_Problem description_
Pick out every line in the records below that contains the string "mounted" and copy each one, treating uppercase and lowercase letters as different.

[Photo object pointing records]
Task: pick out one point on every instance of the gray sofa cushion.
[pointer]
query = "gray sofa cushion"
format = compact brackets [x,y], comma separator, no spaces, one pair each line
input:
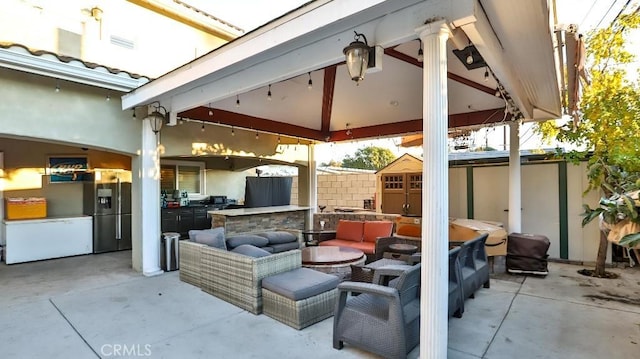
[277,248]
[211,238]
[193,232]
[300,283]
[251,251]
[279,237]
[240,239]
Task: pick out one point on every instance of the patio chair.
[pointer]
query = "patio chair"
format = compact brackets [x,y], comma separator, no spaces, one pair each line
[382,320]
[456,298]
[474,271]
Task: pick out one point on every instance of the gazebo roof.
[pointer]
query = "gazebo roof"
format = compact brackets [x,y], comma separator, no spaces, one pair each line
[514,40]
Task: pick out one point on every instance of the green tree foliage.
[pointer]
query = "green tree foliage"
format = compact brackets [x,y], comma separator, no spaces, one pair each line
[369,158]
[608,130]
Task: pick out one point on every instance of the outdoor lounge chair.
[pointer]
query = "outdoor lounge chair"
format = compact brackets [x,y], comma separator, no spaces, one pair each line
[474,266]
[456,297]
[383,320]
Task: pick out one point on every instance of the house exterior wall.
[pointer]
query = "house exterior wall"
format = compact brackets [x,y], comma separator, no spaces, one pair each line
[127,36]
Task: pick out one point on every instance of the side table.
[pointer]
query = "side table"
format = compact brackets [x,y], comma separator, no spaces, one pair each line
[313,236]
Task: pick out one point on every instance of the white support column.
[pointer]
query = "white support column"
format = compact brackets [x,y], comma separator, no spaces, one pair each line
[313,185]
[515,200]
[150,201]
[435,189]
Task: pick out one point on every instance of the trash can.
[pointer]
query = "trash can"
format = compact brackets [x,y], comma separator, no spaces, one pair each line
[169,251]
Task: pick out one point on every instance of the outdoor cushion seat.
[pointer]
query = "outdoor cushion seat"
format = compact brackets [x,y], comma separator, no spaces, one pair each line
[300,297]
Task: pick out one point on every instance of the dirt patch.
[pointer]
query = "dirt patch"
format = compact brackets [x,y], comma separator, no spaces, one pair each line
[591,273]
[613,297]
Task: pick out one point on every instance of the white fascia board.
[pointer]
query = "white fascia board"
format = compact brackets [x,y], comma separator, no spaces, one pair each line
[276,35]
[74,71]
[485,40]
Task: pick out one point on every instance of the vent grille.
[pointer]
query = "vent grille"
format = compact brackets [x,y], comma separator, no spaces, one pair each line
[122,42]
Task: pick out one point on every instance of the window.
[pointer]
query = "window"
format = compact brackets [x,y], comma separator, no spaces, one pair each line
[182,175]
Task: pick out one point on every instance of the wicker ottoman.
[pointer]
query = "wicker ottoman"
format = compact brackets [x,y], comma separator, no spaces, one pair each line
[300,297]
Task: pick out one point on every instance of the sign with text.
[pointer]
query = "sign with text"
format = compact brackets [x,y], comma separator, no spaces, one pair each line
[67,169]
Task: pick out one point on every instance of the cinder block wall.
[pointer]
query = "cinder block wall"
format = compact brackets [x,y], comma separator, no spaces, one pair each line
[345,190]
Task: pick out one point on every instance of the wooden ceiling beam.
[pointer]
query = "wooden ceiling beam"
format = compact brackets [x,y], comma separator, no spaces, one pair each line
[327,98]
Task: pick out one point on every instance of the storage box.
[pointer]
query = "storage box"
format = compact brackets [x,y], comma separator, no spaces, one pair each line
[25,208]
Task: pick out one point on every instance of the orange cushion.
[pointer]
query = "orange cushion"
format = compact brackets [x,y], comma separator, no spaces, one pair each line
[375,229]
[366,247]
[350,230]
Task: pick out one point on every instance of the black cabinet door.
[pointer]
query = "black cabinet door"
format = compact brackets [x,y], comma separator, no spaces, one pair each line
[185,221]
[169,220]
[201,219]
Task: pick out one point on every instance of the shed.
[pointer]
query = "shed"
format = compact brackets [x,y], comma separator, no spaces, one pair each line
[399,186]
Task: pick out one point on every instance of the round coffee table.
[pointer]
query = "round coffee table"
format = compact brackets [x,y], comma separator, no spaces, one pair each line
[332,259]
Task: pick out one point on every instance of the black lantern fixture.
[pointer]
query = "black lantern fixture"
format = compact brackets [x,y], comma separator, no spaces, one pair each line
[157,118]
[359,56]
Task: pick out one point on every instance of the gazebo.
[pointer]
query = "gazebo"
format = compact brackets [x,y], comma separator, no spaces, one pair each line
[438,65]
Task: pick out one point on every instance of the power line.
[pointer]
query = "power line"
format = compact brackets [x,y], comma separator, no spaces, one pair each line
[606,13]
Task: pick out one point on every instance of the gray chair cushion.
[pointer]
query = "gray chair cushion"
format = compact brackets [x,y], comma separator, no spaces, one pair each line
[277,248]
[251,251]
[279,237]
[212,239]
[240,239]
[300,283]
[193,232]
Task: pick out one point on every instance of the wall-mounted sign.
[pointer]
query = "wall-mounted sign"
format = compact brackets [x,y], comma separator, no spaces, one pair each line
[67,168]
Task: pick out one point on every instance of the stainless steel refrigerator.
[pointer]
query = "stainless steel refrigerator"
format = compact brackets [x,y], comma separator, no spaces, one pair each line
[107,198]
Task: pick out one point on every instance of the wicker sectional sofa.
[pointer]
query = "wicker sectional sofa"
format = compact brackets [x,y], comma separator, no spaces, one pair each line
[230,276]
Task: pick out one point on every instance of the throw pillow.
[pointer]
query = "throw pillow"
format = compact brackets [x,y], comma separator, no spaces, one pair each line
[193,232]
[279,237]
[240,239]
[251,251]
[211,239]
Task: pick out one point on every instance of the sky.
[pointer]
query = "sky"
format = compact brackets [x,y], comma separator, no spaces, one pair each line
[249,14]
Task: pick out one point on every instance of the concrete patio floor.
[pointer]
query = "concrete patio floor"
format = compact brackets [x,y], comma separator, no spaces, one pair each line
[97,306]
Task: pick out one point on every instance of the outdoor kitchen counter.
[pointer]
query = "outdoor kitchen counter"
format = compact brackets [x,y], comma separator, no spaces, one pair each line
[243,220]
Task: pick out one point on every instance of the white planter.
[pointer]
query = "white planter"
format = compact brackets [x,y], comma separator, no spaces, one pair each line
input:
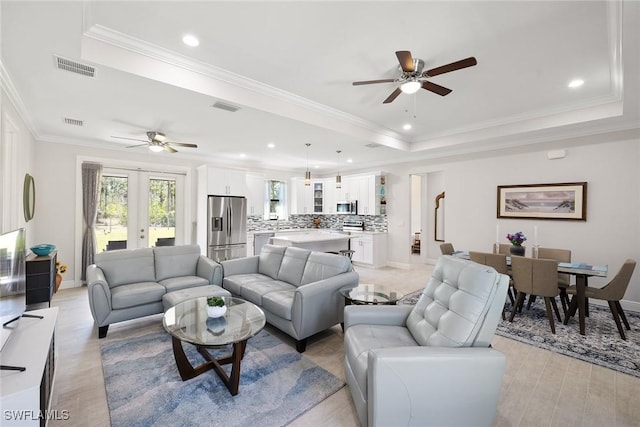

_Worked solution_
Task: pick out one point on every instance of the wall-mounted sign.
query = "wall-mounted sign"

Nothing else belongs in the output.